■ GOAL
Give the lines again exactly, from the one holding "Thanks for the photo. Could you please mark the man" to the last line of the listing below, both ends included and nothing added.

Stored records
────────────────────

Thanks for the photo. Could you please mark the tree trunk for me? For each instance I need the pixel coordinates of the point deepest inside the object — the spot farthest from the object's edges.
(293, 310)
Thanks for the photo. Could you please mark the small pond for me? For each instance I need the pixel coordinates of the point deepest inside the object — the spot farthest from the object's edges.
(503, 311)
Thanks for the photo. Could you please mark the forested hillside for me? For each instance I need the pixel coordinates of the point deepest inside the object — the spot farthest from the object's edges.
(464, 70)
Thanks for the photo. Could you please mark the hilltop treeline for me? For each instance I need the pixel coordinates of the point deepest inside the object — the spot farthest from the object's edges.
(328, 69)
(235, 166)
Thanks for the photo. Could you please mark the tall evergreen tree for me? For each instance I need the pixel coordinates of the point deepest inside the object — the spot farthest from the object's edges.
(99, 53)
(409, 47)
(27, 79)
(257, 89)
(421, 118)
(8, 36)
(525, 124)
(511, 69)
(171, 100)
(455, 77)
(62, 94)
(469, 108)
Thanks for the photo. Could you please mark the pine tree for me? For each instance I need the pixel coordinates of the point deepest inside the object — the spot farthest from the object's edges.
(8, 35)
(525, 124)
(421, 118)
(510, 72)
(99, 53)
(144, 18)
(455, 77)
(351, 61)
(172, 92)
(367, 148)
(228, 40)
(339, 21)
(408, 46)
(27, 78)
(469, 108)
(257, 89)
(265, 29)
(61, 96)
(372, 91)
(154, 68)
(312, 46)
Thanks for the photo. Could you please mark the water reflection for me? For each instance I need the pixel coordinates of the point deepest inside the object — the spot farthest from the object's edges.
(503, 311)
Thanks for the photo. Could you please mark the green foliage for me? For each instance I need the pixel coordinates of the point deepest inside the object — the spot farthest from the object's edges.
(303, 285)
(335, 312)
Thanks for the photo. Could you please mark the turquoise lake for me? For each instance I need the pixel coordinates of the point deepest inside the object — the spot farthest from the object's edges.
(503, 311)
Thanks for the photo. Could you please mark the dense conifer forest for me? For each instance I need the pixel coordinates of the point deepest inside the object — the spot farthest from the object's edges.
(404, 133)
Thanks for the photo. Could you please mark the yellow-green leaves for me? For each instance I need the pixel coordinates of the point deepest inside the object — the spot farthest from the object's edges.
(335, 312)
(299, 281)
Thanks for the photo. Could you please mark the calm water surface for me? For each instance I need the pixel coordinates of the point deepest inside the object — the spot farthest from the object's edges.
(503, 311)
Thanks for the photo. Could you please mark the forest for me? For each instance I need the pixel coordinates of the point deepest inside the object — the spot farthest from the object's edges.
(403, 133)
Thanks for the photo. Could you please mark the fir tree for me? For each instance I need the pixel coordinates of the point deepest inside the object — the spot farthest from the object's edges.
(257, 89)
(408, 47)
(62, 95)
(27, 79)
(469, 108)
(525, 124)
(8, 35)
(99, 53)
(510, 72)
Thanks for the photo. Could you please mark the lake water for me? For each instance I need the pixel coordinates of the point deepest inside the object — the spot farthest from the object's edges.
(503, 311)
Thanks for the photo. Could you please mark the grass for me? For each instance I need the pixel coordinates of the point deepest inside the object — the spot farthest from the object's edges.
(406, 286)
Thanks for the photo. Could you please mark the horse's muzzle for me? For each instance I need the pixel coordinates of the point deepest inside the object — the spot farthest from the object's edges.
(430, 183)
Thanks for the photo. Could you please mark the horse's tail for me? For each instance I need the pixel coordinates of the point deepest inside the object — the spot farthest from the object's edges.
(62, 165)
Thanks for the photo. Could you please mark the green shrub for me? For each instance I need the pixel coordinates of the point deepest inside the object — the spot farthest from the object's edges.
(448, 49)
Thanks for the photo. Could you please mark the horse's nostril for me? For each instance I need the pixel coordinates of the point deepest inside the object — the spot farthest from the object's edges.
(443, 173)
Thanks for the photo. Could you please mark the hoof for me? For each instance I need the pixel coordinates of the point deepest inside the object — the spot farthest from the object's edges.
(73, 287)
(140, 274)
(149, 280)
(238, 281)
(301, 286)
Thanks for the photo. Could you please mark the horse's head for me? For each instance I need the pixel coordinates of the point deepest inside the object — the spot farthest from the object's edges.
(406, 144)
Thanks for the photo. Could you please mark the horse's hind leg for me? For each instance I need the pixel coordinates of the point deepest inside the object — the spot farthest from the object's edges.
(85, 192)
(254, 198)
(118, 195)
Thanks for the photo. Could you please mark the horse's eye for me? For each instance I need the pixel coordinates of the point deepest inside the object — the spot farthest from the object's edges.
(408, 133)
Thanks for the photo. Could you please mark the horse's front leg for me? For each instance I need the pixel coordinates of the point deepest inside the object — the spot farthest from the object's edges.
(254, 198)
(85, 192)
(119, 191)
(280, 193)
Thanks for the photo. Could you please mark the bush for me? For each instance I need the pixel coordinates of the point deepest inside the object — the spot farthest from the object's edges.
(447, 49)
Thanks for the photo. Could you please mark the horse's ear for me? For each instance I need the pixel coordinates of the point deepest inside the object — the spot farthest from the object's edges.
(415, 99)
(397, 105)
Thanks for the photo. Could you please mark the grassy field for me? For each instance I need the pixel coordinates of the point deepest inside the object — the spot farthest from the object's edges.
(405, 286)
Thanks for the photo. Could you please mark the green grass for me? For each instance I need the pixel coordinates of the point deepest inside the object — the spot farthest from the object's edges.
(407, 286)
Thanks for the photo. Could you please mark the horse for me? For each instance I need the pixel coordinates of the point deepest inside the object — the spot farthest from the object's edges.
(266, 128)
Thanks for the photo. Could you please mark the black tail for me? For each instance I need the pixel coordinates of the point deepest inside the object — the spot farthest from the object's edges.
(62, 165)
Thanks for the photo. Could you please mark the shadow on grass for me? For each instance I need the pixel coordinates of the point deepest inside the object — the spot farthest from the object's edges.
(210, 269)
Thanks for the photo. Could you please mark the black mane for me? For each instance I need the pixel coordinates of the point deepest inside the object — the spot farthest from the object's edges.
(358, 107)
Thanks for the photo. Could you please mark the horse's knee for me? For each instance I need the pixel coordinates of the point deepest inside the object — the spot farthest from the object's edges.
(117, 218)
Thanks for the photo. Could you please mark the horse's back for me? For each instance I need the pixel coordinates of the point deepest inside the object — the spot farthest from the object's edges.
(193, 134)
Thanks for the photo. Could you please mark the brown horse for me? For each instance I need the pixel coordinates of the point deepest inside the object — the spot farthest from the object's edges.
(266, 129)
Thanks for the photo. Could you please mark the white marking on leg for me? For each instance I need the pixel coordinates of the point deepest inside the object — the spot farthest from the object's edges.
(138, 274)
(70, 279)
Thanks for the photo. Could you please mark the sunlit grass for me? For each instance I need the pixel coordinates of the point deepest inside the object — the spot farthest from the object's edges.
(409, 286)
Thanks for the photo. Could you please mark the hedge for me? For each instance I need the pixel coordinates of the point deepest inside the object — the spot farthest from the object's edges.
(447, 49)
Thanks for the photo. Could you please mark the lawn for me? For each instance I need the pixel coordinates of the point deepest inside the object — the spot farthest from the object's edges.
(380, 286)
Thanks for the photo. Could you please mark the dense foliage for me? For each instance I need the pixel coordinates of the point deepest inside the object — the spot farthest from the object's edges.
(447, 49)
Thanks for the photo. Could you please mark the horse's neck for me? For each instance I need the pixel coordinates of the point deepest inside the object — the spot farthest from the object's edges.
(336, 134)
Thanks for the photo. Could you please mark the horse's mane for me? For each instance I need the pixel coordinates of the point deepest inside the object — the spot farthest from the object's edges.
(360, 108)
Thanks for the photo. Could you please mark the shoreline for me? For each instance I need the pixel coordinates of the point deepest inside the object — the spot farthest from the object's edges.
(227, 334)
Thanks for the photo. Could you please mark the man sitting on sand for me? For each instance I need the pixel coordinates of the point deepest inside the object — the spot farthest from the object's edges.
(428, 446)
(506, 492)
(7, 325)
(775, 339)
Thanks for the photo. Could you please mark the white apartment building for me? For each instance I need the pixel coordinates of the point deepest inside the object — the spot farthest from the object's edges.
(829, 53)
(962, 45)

────────────────────

■ RESPONSE
Thanks for the photo. Could you please mark the man sitting on sand for me? For each instance I need the pixel coordinates of the point deepest inside the object — the spot farthest from the object's edges.
(428, 446)
(506, 492)
(7, 325)
(775, 339)
Thanks for the photo. Could you please mark the white apartment building for me? For each instance I need the pixel coordinates of the point deepest inside the object — the spot farthest from the object's edges.
(829, 53)
(962, 45)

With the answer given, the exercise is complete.